▸ **Instructions**
1) In the post about the writer's medication change, how long did the writer spend in the Mental Health Clinic after the suicide attempts?
2) Summarize the post about the writer's medication change in two sentences.
3) Carry on the post about the writer's medication change from its final sentence.

▸ **Passage to read**
Recently following a suicide attempt my psychiatrist changed my medications in the hopes a change in regime would lift the depression and help with the Complex PTSD and Dissociative Identity Disorder both of whose symptoms are really out of control right now.
The antidepressant is working and my head is clearer. I am thinking more positively again and can even read a book and retain the information contained therein. The C-PTSD and DID symptoms are still the same but will improve as they take some time to work and therapy is the main line of treatment for these conditions. My mother Alter still rules the roost and is driving me towards suicidality when she can. My husband is doing an awesome job along with my psychotherapist at keeping me safe.
My dilemma is the medications are making me feel terrible. Totally lethargic, exhausted all the time and with no motivation other than barely able to put one foot in front of the other. At first, I thought it was deconditioning from being in the Mental Health Clinic for eleven weeks following the suicide attempts. It’s a disgrace but in the public health system, there is no way to exercise so you lose all your fitness which creates a whole problem in its self. I had my iron levels checked and I’m not anemic so it has to be the medications.

▸ **Information supplied**
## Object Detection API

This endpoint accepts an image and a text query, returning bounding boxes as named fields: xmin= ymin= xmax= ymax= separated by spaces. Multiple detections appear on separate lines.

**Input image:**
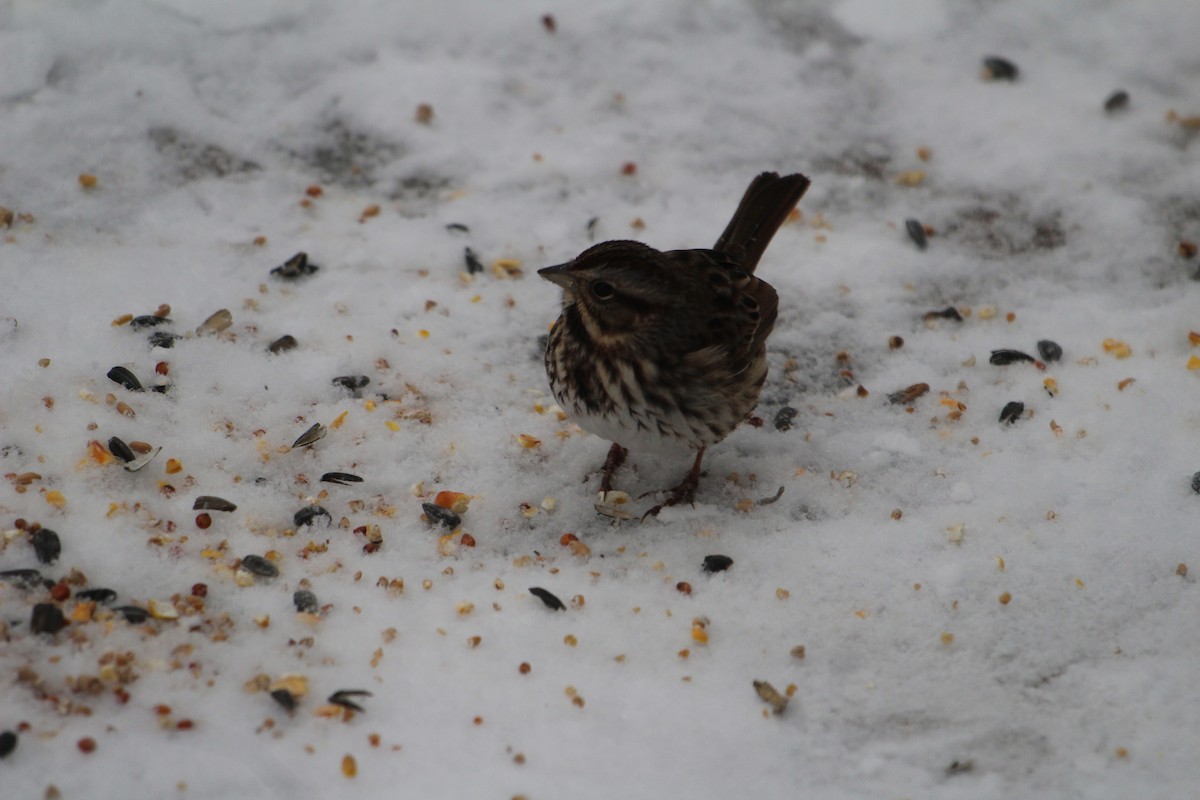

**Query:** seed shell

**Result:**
xmin=701 ymin=555 xmax=733 ymax=572
xmin=125 ymin=445 xmax=162 ymax=473
xmin=292 ymin=589 xmax=320 ymax=614
xmin=320 ymin=473 xmax=362 ymax=486
xmin=241 ymin=554 xmax=280 ymax=578
xmin=754 ymin=680 xmax=787 ymax=714
xmin=292 ymin=422 xmax=329 ymax=447
xmin=30 ymin=528 xmax=62 ymax=564
xmin=1000 ymin=401 xmax=1025 ymax=425
xmin=108 ymin=366 xmax=145 ymax=392
xmin=529 ymin=587 xmax=566 ymax=612
xmin=0 ymin=569 xmax=46 ymax=589
xmin=421 ymin=503 xmax=462 ymax=530
xmin=271 ymin=252 xmax=320 ymax=281
xmin=196 ymin=308 xmax=233 ymax=336
xmin=904 ymin=219 xmax=929 ymax=249
xmin=774 ymin=405 xmax=799 ymax=431
xmin=113 ymin=606 xmax=150 ymax=625
xmin=29 ymin=603 xmax=67 ymax=633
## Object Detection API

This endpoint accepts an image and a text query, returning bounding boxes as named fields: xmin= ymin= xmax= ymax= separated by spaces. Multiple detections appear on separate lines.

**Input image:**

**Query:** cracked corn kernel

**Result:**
xmin=1102 ymin=339 xmax=1133 ymax=359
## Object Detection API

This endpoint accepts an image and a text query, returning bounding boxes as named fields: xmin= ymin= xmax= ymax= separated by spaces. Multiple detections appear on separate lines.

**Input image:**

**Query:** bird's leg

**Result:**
xmin=600 ymin=441 xmax=629 ymax=494
xmin=642 ymin=447 xmax=704 ymax=522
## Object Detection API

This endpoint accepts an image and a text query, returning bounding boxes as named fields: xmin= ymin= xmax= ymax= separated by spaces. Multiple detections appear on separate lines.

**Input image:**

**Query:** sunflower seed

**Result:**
xmin=292 ymin=422 xmax=329 ymax=447
xmin=271 ymin=688 xmax=296 ymax=711
xmin=0 ymin=730 xmax=17 ymax=758
xmin=29 ymin=603 xmax=67 ymax=633
xmin=924 ymin=306 xmax=962 ymax=323
xmin=888 ymin=384 xmax=929 ymax=405
xmin=30 ymin=528 xmax=62 ymax=564
xmin=192 ymin=494 xmax=238 ymax=511
xmin=130 ymin=314 xmax=170 ymax=331
xmin=150 ymin=331 xmax=184 ymax=348
xmin=108 ymin=367 xmax=145 ymax=392
xmin=1104 ymin=89 xmax=1129 ymax=114
xmin=292 ymin=589 xmax=320 ymax=614
xmin=320 ymin=473 xmax=362 ymax=486
xmin=271 ymin=253 xmax=320 ymax=281
xmin=113 ymin=606 xmax=150 ymax=625
xmin=241 ymin=555 xmax=280 ymax=578
xmin=292 ymin=505 xmax=334 ymax=528
xmin=108 ymin=437 xmax=137 ymax=464
xmin=1038 ymin=339 xmax=1062 ymax=361
xmin=529 ymin=587 xmax=566 ymax=612
xmin=1000 ymin=401 xmax=1025 ymax=425
xmin=196 ymin=308 xmax=233 ymax=336
xmin=904 ymin=219 xmax=929 ymax=249
xmin=334 ymin=375 xmax=371 ymax=392
xmin=462 ymin=247 xmax=484 ymax=275
xmin=421 ymin=503 xmax=462 ymax=529
xmin=700 ymin=555 xmax=733 ymax=572
xmin=983 ymin=55 xmax=1019 ymax=80
xmin=329 ymin=688 xmax=372 ymax=714
xmin=266 ymin=333 xmax=299 ymax=355
xmin=988 ymin=350 xmax=1036 ymax=367
xmin=775 ymin=405 xmax=799 ymax=431
xmin=76 ymin=589 xmax=116 ymax=603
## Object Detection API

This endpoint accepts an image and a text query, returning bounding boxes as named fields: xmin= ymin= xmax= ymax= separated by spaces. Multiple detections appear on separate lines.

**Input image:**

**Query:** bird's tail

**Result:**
xmin=713 ymin=173 xmax=810 ymax=272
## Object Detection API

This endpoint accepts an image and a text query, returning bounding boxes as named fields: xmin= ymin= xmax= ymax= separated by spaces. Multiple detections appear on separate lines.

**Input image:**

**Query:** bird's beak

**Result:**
xmin=538 ymin=261 xmax=575 ymax=289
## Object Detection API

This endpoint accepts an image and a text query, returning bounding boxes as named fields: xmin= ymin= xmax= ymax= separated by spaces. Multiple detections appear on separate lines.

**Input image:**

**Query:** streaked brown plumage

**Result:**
xmin=539 ymin=173 xmax=809 ymax=515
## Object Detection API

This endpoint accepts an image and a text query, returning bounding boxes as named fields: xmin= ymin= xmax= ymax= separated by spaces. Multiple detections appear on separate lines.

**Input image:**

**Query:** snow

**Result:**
xmin=0 ymin=0 xmax=1200 ymax=800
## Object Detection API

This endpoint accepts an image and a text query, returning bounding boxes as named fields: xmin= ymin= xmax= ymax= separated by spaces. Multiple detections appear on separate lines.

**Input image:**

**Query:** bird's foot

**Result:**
xmin=642 ymin=450 xmax=704 ymax=522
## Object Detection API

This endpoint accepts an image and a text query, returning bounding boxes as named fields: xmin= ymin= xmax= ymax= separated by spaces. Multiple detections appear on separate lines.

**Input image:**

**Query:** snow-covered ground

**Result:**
xmin=0 ymin=0 xmax=1200 ymax=800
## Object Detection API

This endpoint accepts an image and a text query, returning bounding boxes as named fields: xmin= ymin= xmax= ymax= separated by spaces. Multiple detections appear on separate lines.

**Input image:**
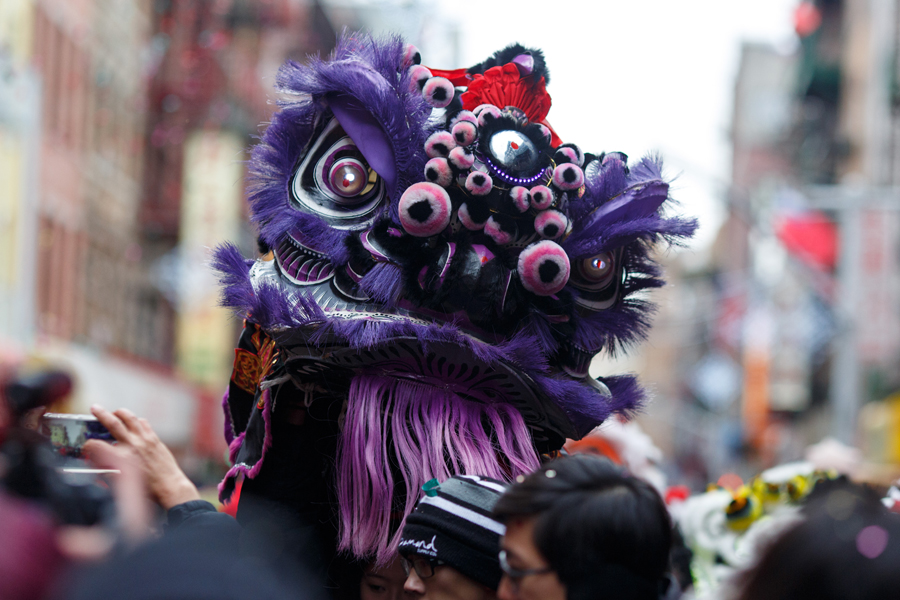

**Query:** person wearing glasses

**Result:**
xmin=493 ymin=455 xmax=680 ymax=600
xmin=398 ymin=475 xmax=506 ymax=600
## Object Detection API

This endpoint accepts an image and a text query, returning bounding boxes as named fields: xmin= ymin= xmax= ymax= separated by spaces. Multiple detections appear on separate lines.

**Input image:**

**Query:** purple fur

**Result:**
xmin=273 ymin=33 xmax=434 ymax=221
xmin=336 ymin=374 xmax=540 ymax=564
xmin=627 ymin=154 xmax=664 ymax=186
xmin=248 ymin=33 xmax=432 ymax=264
xmin=535 ymin=376 xmax=644 ymax=439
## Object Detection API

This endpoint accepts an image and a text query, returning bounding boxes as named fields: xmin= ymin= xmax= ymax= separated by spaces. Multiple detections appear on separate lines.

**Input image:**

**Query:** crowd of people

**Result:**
xmin=0 ymin=396 xmax=900 ymax=600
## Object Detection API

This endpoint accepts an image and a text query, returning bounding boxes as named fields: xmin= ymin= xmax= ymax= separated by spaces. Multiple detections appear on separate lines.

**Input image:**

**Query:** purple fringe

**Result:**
xmin=336 ymin=375 xmax=540 ymax=564
xmin=218 ymin=390 xmax=272 ymax=502
xmin=222 ymin=388 xmax=234 ymax=446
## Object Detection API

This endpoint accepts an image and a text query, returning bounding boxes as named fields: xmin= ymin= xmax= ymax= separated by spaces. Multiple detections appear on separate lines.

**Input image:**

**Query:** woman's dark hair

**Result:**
xmin=738 ymin=481 xmax=900 ymax=600
xmin=494 ymin=454 xmax=672 ymax=600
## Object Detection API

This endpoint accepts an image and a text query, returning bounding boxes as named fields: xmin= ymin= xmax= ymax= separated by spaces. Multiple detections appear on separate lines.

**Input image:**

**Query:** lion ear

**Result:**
xmin=328 ymin=94 xmax=397 ymax=197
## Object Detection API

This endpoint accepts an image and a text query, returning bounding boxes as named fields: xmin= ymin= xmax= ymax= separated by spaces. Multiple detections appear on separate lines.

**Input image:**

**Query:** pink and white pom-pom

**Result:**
xmin=425 ymin=131 xmax=456 ymax=158
xmin=425 ymin=157 xmax=457 ymax=187
xmin=484 ymin=216 xmax=513 ymax=246
xmin=450 ymin=110 xmax=478 ymax=128
xmin=456 ymin=202 xmax=484 ymax=231
xmin=409 ymin=65 xmax=433 ymax=93
xmin=531 ymin=185 xmax=556 ymax=210
xmin=509 ymin=190 xmax=531 ymax=212
xmin=422 ymin=77 xmax=455 ymax=108
xmin=553 ymin=163 xmax=584 ymax=190
xmin=553 ymin=144 xmax=584 ymax=166
xmin=538 ymin=123 xmax=553 ymax=142
xmin=403 ymin=44 xmax=422 ymax=67
xmin=450 ymin=121 xmax=478 ymax=146
xmin=447 ymin=146 xmax=475 ymax=171
xmin=517 ymin=240 xmax=571 ymax=296
xmin=472 ymin=104 xmax=501 ymax=127
xmin=466 ymin=171 xmax=494 ymax=196
xmin=398 ymin=181 xmax=452 ymax=237
xmin=534 ymin=210 xmax=569 ymax=240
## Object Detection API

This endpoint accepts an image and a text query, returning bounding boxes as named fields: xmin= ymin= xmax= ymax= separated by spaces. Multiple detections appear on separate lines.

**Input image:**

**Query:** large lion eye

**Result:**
xmin=488 ymin=129 xmax=540 ymax=177
xmin=569 ymin=249 xmax=623 ymax=310
xmin=579 ymin=252 xmax=615 ymax=285
xmin=327 ymin=158 xmax=369 ymax=198
xmin=291 ymin=119 xmax=387 ymax=228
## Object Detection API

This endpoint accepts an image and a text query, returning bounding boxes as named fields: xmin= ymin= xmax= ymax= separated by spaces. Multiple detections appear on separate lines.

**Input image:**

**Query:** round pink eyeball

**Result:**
xmin=450 ymin=121 xmax=478 ymax=146
xmin=534 ymin=209 xmax=569 ymax=240
xmin=466 ymin=171 xmax=494 ymax=196
xmin=425 ymin=131 xmax=456 ymax=158
xmin=509 ymin=190 xmax=531 ymax=212
xmin=448 ymin=146 xmax=475 ymax=171
xmin=422 ymin=77 xmax=455 ymax=108
xmin=531 ymin=185 xmax=556 ymax=210
xmin=398 ymin=181 xmax=452 ymax=237
xmin=409 ymin=65 xmax=432 ymax=93
xmin=516 ymin=240 xmax=570 ymax=296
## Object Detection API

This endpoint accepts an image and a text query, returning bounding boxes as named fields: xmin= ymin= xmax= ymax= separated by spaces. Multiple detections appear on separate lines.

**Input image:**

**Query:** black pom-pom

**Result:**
xmin=467 ymin=44 xmax=550 ymax=85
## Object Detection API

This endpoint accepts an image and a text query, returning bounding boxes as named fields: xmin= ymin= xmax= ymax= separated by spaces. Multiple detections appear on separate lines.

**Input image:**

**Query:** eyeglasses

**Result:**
xmin=401 ymin=554 xmax=446 ymax=579
xmin=500 ymin=550 xmax=553 ymax=592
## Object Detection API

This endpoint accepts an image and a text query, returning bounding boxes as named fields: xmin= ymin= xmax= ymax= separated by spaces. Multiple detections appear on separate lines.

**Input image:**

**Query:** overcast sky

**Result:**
xmin=423 ymin=0 xmax=799 ymax=248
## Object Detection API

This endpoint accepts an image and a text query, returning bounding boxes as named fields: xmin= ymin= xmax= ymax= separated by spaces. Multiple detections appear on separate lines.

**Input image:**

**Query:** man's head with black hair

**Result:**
xmin=494 ymin=455 xmax=672 ymax=600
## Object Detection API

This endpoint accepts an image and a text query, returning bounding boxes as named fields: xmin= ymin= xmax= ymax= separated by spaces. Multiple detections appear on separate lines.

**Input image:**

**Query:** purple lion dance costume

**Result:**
xmin=216 ymin=34 xmax=696 ymax=562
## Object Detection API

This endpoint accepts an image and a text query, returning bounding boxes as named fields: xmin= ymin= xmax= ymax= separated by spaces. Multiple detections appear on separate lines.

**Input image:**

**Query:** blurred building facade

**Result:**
xmin=0 ymin=0 xmax=335 ymax=464
xmin=652 ymin=0 xmax=900 ymax=479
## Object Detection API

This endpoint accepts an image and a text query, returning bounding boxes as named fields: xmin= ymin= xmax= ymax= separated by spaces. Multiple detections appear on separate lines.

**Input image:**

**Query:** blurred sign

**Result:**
xmin=176 ymin=131 xmax=243 ymax=388
xmin=0 ymin=54 xmax=40 ymax=349
xmin=741 ymin=308 xmax=772 ymax=447
xmin=854 ymin=209 xmax=900 ymax=371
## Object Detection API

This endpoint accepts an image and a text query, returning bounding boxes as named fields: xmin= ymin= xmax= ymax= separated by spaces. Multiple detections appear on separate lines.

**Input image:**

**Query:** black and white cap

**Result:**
xmin=398 ymin=475 xmax=506 ymax=590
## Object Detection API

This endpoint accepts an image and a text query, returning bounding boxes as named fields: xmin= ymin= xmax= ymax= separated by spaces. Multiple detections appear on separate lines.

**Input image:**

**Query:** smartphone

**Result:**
xmin=41 ymin=413 xmax=114 ymax=459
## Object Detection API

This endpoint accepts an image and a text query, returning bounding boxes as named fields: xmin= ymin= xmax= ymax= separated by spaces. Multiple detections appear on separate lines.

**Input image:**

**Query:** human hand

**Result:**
xmin=56 ymin=440 xmax=153 ymax=561
xmin=84 ymin=405 xmax=200 ymax=510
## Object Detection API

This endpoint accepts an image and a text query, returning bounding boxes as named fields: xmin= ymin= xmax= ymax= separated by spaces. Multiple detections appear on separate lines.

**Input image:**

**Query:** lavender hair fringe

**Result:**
xmin=336 ymin=374 xmax=540 ymax=564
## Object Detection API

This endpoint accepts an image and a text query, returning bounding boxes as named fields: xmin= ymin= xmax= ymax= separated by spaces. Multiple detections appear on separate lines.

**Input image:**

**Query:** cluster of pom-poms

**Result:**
xmin=404 ymin=51 xmax=456 ymax=108
xmin=399 ymin=51 xmax=584 ymax=296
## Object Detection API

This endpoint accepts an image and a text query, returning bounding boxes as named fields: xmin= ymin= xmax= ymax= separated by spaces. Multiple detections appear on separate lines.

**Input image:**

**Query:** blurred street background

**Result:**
xmin=0 ymin=0 xmax=900 ymax=490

▸ **Answers below**
1) Eleven weeks.

2) After a suicide attempt, the writer's psychiatrist changed the medications, and the antidepressant is working and has cleared the writer's head, though the C-PTSD and DID symptoms remain the same. The medications also leave the writer lethargic and exhausted, and because an iron test showed no anemia, the writer concludes the medications are to blame.

3)
So my problem is I can’t stand to go on feeling physically like this. It’s driving me crazy to feel so physically unable to do anything. I just don’t think the medication is worth it but my options are so limited as I have been on so many antidepressants that haven’t worked in the past or I put on so much weight it was dangerous to my health. I saw my psychiatrist yesterday and explained the problem to her. She has persuaded me to stay on the Brintillix until January 15 (another month) to make sure it’s not the deconditioning. She wants me to push through and keep exercising every day!!!!! What a mountainous task. If she only knew how hard that was. I’ll do it as I don’t want to get depressed again, that’s an awful prospect and I can’t afford to with my chronic suicidality. So another month it is.
Oh I hate being on medication, I hate C-PTSD and DID. I hate chronic suicidality but push on I will. A lot depends on it.